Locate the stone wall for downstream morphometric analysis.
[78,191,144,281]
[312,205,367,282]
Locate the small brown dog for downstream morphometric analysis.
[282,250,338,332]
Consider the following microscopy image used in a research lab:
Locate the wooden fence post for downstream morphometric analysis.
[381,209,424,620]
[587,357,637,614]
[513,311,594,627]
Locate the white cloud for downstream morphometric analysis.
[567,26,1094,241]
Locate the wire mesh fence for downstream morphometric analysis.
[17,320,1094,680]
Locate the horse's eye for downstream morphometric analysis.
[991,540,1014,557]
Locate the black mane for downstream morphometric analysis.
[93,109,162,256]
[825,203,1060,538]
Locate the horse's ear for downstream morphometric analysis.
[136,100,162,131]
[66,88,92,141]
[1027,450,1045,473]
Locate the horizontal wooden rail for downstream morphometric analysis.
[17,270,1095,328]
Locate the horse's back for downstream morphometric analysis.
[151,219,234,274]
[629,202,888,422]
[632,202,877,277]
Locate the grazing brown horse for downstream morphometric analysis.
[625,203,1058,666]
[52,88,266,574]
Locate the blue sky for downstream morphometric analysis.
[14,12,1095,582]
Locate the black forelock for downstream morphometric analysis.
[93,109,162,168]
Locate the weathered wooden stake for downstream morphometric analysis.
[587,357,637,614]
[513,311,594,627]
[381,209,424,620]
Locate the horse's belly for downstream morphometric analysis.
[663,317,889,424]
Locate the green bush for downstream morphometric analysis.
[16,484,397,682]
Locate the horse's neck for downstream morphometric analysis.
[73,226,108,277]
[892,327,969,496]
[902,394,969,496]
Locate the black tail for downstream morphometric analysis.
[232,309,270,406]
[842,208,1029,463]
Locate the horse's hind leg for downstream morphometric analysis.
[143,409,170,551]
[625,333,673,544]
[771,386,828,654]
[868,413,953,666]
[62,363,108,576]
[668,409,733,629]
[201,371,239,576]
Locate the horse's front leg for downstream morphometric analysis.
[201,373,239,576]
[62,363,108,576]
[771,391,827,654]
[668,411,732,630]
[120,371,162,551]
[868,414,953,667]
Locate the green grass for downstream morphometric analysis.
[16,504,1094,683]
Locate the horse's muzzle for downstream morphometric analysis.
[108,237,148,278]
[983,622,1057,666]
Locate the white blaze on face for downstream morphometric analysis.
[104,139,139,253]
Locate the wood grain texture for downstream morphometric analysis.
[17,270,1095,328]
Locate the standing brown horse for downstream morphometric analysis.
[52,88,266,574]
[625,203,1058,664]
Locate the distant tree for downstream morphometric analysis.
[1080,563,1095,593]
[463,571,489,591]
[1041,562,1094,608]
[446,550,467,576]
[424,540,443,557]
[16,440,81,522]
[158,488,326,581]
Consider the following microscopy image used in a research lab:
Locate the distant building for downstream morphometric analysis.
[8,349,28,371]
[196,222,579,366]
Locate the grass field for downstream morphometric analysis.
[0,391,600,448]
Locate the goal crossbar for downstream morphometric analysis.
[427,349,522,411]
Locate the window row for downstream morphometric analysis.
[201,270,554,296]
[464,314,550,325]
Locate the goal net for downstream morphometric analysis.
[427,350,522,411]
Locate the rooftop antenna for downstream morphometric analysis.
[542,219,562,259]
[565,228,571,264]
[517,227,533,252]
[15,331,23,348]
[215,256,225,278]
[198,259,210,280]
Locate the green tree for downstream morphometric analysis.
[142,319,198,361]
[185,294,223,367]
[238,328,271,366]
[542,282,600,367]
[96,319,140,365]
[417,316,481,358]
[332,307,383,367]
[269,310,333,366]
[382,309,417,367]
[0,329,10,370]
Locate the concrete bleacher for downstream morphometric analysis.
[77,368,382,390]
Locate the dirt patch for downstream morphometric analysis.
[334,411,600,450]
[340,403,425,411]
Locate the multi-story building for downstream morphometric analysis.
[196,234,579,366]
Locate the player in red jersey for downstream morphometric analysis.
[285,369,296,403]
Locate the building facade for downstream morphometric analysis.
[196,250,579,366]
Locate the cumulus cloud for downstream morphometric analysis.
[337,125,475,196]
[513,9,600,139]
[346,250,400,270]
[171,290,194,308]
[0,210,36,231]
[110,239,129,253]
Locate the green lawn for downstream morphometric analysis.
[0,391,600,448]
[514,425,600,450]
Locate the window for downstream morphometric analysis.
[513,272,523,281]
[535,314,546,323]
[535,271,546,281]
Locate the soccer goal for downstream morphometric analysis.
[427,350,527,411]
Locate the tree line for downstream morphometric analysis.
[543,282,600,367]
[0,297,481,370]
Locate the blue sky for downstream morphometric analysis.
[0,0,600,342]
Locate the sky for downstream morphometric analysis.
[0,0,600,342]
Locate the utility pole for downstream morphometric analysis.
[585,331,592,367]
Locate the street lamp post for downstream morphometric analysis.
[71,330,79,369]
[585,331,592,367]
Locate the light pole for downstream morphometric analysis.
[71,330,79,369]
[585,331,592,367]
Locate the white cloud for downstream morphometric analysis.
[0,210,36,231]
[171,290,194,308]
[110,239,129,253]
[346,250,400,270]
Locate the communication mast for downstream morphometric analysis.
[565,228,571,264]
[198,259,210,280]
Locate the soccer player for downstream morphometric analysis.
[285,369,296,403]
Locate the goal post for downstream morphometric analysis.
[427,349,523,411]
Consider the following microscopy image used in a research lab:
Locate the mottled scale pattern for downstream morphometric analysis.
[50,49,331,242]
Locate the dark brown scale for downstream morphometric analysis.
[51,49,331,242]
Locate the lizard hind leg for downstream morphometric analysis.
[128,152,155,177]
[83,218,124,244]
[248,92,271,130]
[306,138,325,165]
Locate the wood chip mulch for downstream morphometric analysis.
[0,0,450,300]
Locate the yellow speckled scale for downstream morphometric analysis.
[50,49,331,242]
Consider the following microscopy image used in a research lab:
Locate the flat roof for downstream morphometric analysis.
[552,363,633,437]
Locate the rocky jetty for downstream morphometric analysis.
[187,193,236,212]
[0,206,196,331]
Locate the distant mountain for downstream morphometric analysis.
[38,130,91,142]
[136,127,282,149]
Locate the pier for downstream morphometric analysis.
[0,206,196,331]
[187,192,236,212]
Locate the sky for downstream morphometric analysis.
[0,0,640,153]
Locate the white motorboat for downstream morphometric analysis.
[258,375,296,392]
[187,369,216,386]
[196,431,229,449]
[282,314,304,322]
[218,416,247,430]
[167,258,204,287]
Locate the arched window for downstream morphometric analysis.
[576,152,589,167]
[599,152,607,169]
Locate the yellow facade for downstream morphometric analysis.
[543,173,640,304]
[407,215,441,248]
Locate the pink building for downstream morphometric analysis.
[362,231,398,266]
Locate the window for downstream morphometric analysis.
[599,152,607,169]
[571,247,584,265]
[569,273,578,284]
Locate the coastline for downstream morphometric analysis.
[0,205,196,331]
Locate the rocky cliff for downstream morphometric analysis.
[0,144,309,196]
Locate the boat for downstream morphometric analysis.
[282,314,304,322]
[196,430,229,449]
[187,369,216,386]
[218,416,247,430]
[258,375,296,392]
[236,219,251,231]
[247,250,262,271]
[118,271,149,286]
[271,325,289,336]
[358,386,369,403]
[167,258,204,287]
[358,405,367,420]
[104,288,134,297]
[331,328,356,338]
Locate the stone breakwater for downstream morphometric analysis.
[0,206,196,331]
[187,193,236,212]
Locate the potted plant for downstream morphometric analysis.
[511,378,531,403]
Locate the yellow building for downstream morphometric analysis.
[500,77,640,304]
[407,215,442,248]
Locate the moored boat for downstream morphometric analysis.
=======
▶ **Problem statement**
Express the data above as a JSON list of strings, with one string for each line and no entries for blank lines.

▶ **Solved exercise**
[
  "Locate the stone wall for downstream morphometric analysis.",
  "[78,191,144,281]",
  "[312,205,367,282]",
  "Locate the small brown dog for downstream morphometric analysis.",
  "[282,250,338,332]",
  "Consider the following microscopy image used in a research lab:",
  "Locate the wooden fence post for downstream morphometric analysis.",
  "[381,209,424,620]",
  "[587,357,637,614]",
  "[513,311,594,627]",
  "Locate the white cloud for downstream morphometric analysis.",
  "[567,26,1094,241]",
  "Locate the wire mesh fence for downstream morphometric analysis.",
  "[17,320,1094,680]",
  "Locate the horse's eye for downstream morphometric analysis.",
  "[991,540,1014,557]",
  "Locate the black mane for downstream morphometric analysis.",
  "[93,109,162,256]",
  "[825,203,1060,538]",
  "Locate the horse's ear for downstream morphometric analysis.",
  "[136,100,162,131]",
  "[66,88,92,141]",
  "[1027,450,1045,473]",
  "Locate the horizontal wooden rail for downstream morphometric analysis.",
  "[17,270,1095,328]",
  "Locate the horse's back for downstream morphometric analysis.",
  "[151,219,234,274]",
  "[629,202,888,422]",
  "[632,202,877,277]",
  "Locate the grazing brown horse for downstream morphometric analysis.",
  "[625,203,1058,666]",
  "[52,88,266,574]",
  "Locate the blue sky for downstream morphometric analysis.",
  "[14,12,1095,582]",
  "Locate the black forelock for downstream morphometric analysis.",
  "[93,109,162,168]",
  "Locate the weathered wooden stake for downstream morphometric analysis.",
  "[587,357,637,614]",
  "[513,311,594,627]",
  "[381,209,424,620]",
  "Locate the horse's belly for downstream morphometric analysis.",
  "[663,317,889,424]",
  "Locate the green bush for downstream morphometric analysis.",
  "[16,484,397,682]",
  "Locate the horse's neck for downstream morphometric analysis.",
  "[73,226,108,277]",
  "[892,327,969,496]",
  "[902,394,969,496]",
  "Locate the black tail for downstream morphometric analysis.",
  "[232,309,270,406]",
  "[842,208,1029,463]",
  "Locate the horse's hind leg for downstream morphometric analysis.",
  "[143,409,170,551]",
  "[625,333,673,544]",
  "[771,386,828,654]",
  "[868,413,953,666]",
  "[62,363,108,576]",
  "[668,409,733,629]",
  "[201,371,239,576]",
  "Locate the horse's front leg for downstream morphometric analysis.",
  "[201,373,239,576]",
  "[62,363,108,576]",
  "[771,391,827,654]",
  "[668,411,732,630]",
  "[120,371,162,551]",
  "[868,414,953,667]",
  "Locate the green grass for downstream morphometric analysis.",
  "[16,504,1094,683]",
  "Locate the horse's muzzle for downstream morphometric analysis.",
  "[108,237,148,278]",
  "[983,622,1057,666]",
  "Locate the white blaze on face for downstream morphometric analysis.",
  "[104,139,139,253]",
  "Locate the wood grain texture for downstream morphometric analysis.",
  "[17,270,1095,328]",
  "Locate the standing brown horse for downstream morphometric analysis.",
  "[52,88,266,574]",
  "[625,203,1058,664]",
  "Locate the distant tree for downstream morphometric analysis.",
  "[1080,563,1095,593]",
  "[463,571,489,591]",
  "[1041,562,1094,608]",
  "[446,550,467,576]",
  "[424,540,443,557]",
  "[16,440,81,522]",
  "[158,488,326,581]",
  "Consider the following microscopy image used in a research lab:",
  "Locate the distant building for downstream morphometric analysis.",
  "[8,349,28,371]",
  "[196,222,579,366]",
  "Locate the grass field for downstream morphometric analysis.",
  "[0,391,600,448]",
  "Locate the goal crossbar for downstream morphometric analysis.",
  "[427,349,522,411]",
  "Locate the window row for downstream morphometric analysis.",
  "[201,270,554,296]",
  "[464,314,550,325]",
  "Locate the goal net for downstream morphometric analysis.",
  "[427,350,522,411]",
  "Locate the rooftop antenna for downstream morphometric analysis.",
  "[542,219,562,259]",
  "[565,228,571,264]",
  "[517,227,533,252]",
  "[15,331,23,348]",
  "[215,256,225,278]",
  "[198,259,210,280]",
  "Locate the green tree for downstream morphometric analysis.",
  "[142,319,198,361]",
  "[185,294,223,367]",
  "[238,328,271,366]",
  "[542,282,600,367]",
  "[96,319,140,365]",
  "[417,316,481,358]",
  "[332,307,383,367]",
  "[269,310,333,366]",
  "[382,309,417,367]",
  "[0,329,10,370]",
  "Locate the concrete bleacher for downstream morphometric analysis.",
  "[77,368,382,390]",
  "Locate the dirt patch for downstream morphometric analysis.",
  "[334,411,600,450]",
  "[340,403,425,411]",
  "Locate the multi-story building for downstream morphometric analysis.",
  "[196,234,579,366]",
  "Locate the player in red jersey for downstream morphometric analysis.",
  "[285,369,296,403]",
  "Locate the building facade for downstream morphometric analysis.",
  "[196,250,579,366]",
  "Locate the cumulus cloud for downstream morphometric analysis.",
  "[337,125,475,196]",
  "[513,9,600,139]",
  "[346,250,400,270]",
  "[171,290,194,308]",
  "[0,210,36,231]",
  "[110,239,129,253]",
  "Locate the green lawn for downstream morphometric analysis.",
  "[0,391,600,448]",
  "[514,425,600,450]",
  "Locate the window for downstream morphometric analysis.",
  "[513,272,523,281]",
  "[535,314,546,323]",
  "[535,271,546,281]",
  "Locate the soccer goal for downstream morphometric analysis.",
  "[427,350,527,411]",
  "Locate the tree line for downstream morphometric analysis.",
  "[543,282,600,367]",
  "[0,297,481,370]",
  "Locate the blue sky for downstream morphometric analysis.",
  "[0,0,600,342]",
  "Locate the sky for downstream morphometric analysis.",
  "[0,0,600,342]",
  "Locate the utility pole for downstream morphometric analysis.",
  "[585,331,592,367]",
  "Locate the street lamp post for downstream morphometric analysis.",
  "[71,330,79,369]",
  "[585,331,592,367]",
  "Locate the light pole for downstream morphometric analysis.",
  "[71,330,79,369]",
  "[585,331,592,367]",
  "Locate the white cloud for downstream morphometric analysis.",
  "[0,210,36,231]",
  "[171,290,194,308]",
  "[110,239,129,253]",
  "[346,250,400,270]",
  "Locate the communication mast for downstream morphometric analysis.",
  "[565,228,571,264]",
  "[198,259,210,280]",
  "Locate the soccer player for downstream morphometric analysis.",
  "[285,369,296,403]",
  "Locate the goal post for downstream morphometric analysis.",
  "[427,349,523,411]",
  "Consider the following microscopy image used in a research lab:",
  "Locate the mottled scale pattern for downstream morphometric analysis.",
  "[50,49,331,242]",
  "Locate the dark brown scale for downstream morphometric analysis.",
  "[51,49,331,242]",
  "Locate the lizard hind leg for downstream morphometric analysis.",
  "[128,152,155,177]",
  "[83,218,124,244]",
  "[248,92,271,130]",
  "[306,138,325,165]",
  "Locate the wood chip mulch for downstream morphometric analysis.",
  "[0,0,450,300]",
  "Locate the yellow speckled scale for downstream morphometric analysis.",
  "[50,49,331,242]",
  "Consider the following microscopy image used in a research lab:",
  "Locate the flat roof for downstream morphometric analysis.",
  "[552,363,633,437]",
  "Locate the rocky jetty for downstream morphometric analysis.",
  "[187,193,236,212]",
  "[0,206,196,331]",
  "Locate the distant mountain for downstream morphometric analysis.",
  "[38,130,91,142]",
  "[136,127,282,149]",
  "Locate the pier for downstream morphometric analysis.",
  "[0,206,196,331]",
  "[187,192,236,212]",
  "Locate the sky for downstream morphometric analysis.",
  "[0,0,640,153]",
  "Locate the white motorboat for downstream morphometric analysis.",
  "[258,375,296,392]",
  "[187,369,216,386]",
  "[196,431,229,449]",
  "[282,314,304,322]",
  "[218,416,247,430]",
  "[167,258,204,287]",
  "Locate the arched window for downstream morphometric analysis.",
  "[576,152,589,167]",
  "[599,152,607,169]",
  "Locate the yellow facade for downstream morphometric analysis.",
  "[543,173,640,304]",
  "[407,215,441,248]",
  "Locate the pink building for downstream morphometric analysis.",
  "[362,231,398,266]",
  "Locate the window for downstream morphometric analysis.",
  "[599,152,607,169]",
  "[571,247,584,265]",
  "[569,273,578,284]",
  "Locate the coastline for downstream morphometric analysis.",
  "[0,205,196,331]",
  "Locate the rocky cliff for downstream morphometric analysis.",
  "[0,144,309,196]",
  "Locate the boat for downstream morphometric analysis.",
  "[282,314,304,322]",
  "[196,430,229,449]",
  "[187,369,216,386]",
  "[218,416,247,430]",
  "[258,375,296,392]",
  "[236,219,251,231]",
  "[247,250,262,271]",
  "[118,271,149,286]",
  "[271,325,289,336]",
  "[358,386,369,403]",
  "[167,258,204,287]",
  "[358,405,367,420]",
  "[104,288,134,297]",
  "[331,328,356,338]",
  "Locate the stone breakwater for downstream morphometric analysis.",
  "[0,206,196,331]",
  "[187,193,236,212]",
  "Locate the potted plant for downstream morphometric analysis.",
  "[511,378,531,403]",
  "Locate the yellow building for downstream morphometric analysis.",
  "[500,77,640,304]",
  "[407,215,442,248]",
  "Locate the moored boat for downstream morphometric analysis."
]